-- Task material follows --
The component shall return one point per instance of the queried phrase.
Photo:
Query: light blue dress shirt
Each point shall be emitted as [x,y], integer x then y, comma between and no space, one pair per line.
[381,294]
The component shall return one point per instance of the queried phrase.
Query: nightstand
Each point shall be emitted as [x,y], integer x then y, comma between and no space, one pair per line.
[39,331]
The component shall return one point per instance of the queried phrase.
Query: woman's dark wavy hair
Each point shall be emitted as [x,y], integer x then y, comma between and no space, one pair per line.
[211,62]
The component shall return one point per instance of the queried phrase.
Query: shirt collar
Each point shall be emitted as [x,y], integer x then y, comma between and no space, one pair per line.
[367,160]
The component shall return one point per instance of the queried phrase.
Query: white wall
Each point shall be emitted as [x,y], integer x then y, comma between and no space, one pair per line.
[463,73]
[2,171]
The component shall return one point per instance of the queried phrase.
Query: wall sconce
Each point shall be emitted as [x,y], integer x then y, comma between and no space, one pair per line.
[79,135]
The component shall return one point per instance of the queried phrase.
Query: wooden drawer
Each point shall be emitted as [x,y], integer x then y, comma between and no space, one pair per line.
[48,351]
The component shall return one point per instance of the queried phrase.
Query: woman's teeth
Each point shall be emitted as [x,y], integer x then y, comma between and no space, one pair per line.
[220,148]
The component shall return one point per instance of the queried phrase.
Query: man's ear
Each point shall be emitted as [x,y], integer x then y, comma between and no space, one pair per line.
-- Task material concluded --
--- Problem details ---
Nothing should be dropped. Retype each line above as it is.

--- Response for this exercise ---
The component shall return one point per instance of the queried phrase.
Photo:
Query: light blue dress shirt
Each point shall be emitted as [x,y], integer x then y, comma between and no space, one pair per line.
[381,294]
The component shall return one point per instance of the queried phrase.
Query: nightstand
Each point shall be emitted as [x,y], integer x then y, comma between and no space, one pair per line.
[39,331]
The component shall return one point per instance of the queried phrase.
Query: woman's dark wavy hair
Each point shall be emitted as [x,y], integer x then y, comma between and no space, one pair per line.
[211,62]
The component shall return one point per instance of the queried phrase.
Query: shirt collar
Each point shall be emitted as [x,y], integer x then y, comma between and no space, one pair per line.
[367,160]
The component shall return one point per instance of the queried phrase.
Query: white wall
Each point shall be emitted as [x,y], integer x then y, comma between and no space, one pair per line.
[463,73]
[2,171]
The component shall return one point per instance of the queried phrase.
Query: wall sconce
Each point shall be emitted as [x,y], integer x then y, comma between and no space, one pair per line.
[79,135]
The component shall return one point per instance of the queried phrase.
Query: wooden drawer
Each point shall be emitted as [x,y], integer x then y, comma between and no space, one pair per line.
[48,351]
The component shall return one point per instance of the queried phrase.
Query: woman's teeth
Each point shall be emitted as [x,y], integer x then y, comma between and no space, one pair per line.
[220,148]
The component shall return one point per instance of the queried phrase.
Query: man's ear
Each point shall be emitted as [x,y], integer x then y, comma between and no space, one pair per line.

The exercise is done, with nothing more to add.